╔══
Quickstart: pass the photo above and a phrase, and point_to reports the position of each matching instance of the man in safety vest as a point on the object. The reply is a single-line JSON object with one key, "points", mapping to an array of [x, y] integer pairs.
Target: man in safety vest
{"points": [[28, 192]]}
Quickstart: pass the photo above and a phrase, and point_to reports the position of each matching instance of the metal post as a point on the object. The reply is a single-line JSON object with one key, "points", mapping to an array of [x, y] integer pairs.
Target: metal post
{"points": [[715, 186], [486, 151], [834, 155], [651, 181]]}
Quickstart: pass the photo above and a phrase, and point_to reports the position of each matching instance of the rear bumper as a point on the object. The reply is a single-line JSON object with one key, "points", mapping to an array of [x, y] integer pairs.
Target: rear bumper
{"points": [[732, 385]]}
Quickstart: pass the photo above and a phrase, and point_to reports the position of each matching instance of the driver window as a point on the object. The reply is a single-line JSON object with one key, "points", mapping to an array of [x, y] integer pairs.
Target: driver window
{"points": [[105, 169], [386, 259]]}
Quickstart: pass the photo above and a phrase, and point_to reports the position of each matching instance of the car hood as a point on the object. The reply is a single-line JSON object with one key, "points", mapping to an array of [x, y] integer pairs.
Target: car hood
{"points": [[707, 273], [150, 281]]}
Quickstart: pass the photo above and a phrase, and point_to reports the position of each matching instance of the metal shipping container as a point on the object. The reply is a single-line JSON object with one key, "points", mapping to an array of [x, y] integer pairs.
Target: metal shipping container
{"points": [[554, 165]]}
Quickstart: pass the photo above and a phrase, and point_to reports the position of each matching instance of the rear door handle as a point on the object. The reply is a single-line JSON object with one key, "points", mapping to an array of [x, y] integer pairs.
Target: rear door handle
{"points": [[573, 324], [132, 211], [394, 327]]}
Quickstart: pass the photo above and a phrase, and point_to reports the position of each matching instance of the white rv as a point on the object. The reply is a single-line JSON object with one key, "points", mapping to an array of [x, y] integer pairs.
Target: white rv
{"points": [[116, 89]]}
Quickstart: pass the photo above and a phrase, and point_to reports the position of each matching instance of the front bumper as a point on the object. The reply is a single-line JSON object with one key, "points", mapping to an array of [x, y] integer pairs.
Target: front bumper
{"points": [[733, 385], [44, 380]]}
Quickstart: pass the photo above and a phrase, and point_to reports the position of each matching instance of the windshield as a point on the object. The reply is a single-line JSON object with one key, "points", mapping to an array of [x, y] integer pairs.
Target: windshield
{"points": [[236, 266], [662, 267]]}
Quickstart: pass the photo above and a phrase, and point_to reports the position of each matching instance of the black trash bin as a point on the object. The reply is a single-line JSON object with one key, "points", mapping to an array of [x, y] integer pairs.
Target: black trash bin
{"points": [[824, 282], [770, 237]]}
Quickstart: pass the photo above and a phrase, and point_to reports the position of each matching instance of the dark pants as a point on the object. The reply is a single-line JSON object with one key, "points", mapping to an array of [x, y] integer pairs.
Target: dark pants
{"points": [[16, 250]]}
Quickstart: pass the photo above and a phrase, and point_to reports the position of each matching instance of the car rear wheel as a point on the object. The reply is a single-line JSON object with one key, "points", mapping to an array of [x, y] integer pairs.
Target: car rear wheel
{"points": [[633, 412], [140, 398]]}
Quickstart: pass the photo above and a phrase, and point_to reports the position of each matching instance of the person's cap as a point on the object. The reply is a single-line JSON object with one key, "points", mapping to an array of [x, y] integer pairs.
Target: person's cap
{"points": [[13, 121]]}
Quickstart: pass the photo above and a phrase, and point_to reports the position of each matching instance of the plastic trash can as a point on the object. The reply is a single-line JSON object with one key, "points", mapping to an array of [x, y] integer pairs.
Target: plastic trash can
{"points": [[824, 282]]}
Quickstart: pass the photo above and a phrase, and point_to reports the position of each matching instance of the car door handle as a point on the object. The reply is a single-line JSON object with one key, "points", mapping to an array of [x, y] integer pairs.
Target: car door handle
╚══
-- TASK OBJECTIVE --
Lines from the one containing "Target: plastic trash can" through the last line of the records, restated word for word: that is the whole response.

-- RESPONSE --
Target: plastic trash can
{"points": [[824, 282]]}
Quickstart: pass the photo above and a phrase, and point_to reports the position of each matching instance of the car door handle as a point on the object. The reply is a single-line JSON object with one key, "points", mapping to an array of [x, y] integer pairs.
Target: car door handle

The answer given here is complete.